• **Task goal**: Once you find the line with "Target: green meadow" in the data that follows, repeat it and every line after it exactly, through the line with "as (585, 361).".

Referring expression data
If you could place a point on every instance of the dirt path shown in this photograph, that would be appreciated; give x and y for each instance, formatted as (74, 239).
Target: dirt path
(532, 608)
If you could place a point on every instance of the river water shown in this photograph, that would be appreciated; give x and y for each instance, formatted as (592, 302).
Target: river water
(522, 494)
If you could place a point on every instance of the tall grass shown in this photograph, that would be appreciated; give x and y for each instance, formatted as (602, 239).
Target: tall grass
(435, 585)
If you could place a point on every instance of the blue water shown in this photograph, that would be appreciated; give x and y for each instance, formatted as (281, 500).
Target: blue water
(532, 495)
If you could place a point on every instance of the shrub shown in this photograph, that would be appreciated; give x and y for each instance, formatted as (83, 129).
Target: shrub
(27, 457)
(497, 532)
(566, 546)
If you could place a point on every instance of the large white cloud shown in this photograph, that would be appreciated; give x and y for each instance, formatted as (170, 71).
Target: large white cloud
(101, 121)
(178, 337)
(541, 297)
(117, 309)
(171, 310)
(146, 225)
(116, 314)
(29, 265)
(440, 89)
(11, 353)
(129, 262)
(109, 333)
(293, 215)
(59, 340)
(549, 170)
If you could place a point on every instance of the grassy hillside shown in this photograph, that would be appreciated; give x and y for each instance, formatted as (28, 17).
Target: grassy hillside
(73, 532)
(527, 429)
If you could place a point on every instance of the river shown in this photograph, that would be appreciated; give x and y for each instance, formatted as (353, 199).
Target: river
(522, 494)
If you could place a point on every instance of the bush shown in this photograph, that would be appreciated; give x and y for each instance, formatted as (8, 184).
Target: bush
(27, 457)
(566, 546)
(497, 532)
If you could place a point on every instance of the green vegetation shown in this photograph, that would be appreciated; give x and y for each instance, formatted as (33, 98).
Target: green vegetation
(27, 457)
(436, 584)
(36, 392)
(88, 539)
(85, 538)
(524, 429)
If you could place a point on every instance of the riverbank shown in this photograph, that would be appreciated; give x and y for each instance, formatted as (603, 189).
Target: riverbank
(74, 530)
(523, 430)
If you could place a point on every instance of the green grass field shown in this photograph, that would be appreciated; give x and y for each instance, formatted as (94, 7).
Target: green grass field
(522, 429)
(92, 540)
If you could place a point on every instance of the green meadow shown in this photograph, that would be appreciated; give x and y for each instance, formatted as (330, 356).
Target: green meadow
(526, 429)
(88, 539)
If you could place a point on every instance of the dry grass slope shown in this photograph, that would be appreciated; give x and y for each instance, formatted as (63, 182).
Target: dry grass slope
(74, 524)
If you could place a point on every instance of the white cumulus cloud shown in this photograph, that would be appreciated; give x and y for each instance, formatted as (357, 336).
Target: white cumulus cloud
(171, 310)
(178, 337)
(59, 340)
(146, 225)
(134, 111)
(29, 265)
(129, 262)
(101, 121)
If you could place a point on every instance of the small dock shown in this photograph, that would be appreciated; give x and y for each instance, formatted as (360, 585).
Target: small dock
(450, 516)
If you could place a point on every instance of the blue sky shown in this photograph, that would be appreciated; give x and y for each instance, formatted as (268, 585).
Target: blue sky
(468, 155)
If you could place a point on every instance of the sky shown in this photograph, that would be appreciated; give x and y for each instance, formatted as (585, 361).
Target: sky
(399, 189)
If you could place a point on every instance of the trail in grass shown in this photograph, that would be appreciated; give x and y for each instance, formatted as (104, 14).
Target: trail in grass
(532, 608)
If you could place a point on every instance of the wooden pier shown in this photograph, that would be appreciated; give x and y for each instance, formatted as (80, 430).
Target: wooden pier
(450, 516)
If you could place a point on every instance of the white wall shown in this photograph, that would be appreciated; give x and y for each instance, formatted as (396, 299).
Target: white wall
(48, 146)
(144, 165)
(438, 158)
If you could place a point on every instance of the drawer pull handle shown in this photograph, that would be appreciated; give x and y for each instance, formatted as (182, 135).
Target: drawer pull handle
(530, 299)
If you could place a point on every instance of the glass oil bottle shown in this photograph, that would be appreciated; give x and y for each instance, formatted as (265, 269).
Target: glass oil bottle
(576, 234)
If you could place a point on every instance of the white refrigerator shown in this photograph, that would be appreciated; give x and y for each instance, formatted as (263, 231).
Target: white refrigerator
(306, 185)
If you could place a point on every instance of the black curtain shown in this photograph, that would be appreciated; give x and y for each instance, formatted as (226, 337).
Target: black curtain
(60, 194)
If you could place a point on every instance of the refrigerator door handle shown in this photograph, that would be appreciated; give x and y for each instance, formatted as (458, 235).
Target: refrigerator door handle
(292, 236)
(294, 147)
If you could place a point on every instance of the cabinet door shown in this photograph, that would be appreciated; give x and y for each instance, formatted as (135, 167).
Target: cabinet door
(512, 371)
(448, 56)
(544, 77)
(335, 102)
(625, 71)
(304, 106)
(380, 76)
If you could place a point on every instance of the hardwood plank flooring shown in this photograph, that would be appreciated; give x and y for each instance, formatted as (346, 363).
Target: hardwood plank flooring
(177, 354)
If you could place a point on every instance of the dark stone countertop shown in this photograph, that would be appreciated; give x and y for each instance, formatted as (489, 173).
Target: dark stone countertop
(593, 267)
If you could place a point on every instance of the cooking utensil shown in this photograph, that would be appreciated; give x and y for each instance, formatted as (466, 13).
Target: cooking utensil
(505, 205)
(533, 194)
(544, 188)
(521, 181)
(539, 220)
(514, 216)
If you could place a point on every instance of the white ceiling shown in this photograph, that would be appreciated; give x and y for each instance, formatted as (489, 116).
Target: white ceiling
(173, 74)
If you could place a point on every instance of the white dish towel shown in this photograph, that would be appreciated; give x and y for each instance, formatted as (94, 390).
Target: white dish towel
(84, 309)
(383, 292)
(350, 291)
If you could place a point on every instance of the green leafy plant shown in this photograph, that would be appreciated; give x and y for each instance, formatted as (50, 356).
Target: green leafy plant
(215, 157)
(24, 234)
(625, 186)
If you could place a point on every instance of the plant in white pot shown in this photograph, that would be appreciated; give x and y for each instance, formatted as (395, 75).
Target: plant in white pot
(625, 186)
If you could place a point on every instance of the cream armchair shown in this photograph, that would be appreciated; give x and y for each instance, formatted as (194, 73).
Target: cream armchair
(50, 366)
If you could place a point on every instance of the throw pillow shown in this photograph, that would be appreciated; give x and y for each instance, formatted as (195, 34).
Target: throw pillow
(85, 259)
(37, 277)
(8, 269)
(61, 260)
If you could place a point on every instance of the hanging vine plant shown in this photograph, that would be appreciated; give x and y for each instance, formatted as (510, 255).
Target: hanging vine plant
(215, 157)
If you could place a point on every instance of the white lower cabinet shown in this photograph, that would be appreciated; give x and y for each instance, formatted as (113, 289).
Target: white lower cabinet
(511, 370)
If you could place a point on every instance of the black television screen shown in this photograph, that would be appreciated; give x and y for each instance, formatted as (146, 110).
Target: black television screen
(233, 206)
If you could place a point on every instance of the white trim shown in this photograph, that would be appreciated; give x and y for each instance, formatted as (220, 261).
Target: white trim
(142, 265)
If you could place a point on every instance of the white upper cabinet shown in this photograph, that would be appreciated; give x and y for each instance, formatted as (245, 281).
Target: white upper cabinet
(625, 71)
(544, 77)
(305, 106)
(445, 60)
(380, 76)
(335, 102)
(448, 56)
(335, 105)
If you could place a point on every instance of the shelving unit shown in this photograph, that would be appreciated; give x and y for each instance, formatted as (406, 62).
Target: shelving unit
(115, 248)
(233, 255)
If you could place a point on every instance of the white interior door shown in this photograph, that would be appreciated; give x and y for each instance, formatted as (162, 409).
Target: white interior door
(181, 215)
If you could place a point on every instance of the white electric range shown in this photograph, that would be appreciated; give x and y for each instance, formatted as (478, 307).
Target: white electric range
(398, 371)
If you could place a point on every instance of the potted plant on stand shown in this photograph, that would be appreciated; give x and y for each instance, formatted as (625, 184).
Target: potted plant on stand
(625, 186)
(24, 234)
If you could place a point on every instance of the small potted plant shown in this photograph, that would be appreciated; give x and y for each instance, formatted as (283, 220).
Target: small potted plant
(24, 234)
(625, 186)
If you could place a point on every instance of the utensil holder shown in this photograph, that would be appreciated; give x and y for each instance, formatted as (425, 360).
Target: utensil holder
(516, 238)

• **Solution**:
Target: green meadow
(526, 429)
(88, 539)
If you could place a point on every instance of the dry grass slope shown in this photograph, that would be appreciated; give x and y for each instance, formatted as (63, 182).
Target: dry grass slope
(74, 524)
If you could place a point on every instance of the white cumulus cloud shown in this photograph, that would be appreciated; give x and y for each instance, formatted as (357, 336).
Target: white cumulus cloud
(171, 310)
(178, 337)
(59, 340)
(146, 225)
(134, 111)
(29, 265)
(129, 262)
(101, 121)
If you could place a point on every instance of the small dock shown in this photograph, that would be appreciated; give x and y for each instance, formatted as (360, 585).
Target: small dock
(450, 516)
If you could place a point on every instance of the blue sky shown in this photograph, that would be appreciated; give x and y for each instance, formatted as (268, 585).
Target: blue sky
(468, 155)
If you could place a point on every instance of the sky shown in this photograph, that would be appreciated; give x and y for each instance, formatted as (585, 361).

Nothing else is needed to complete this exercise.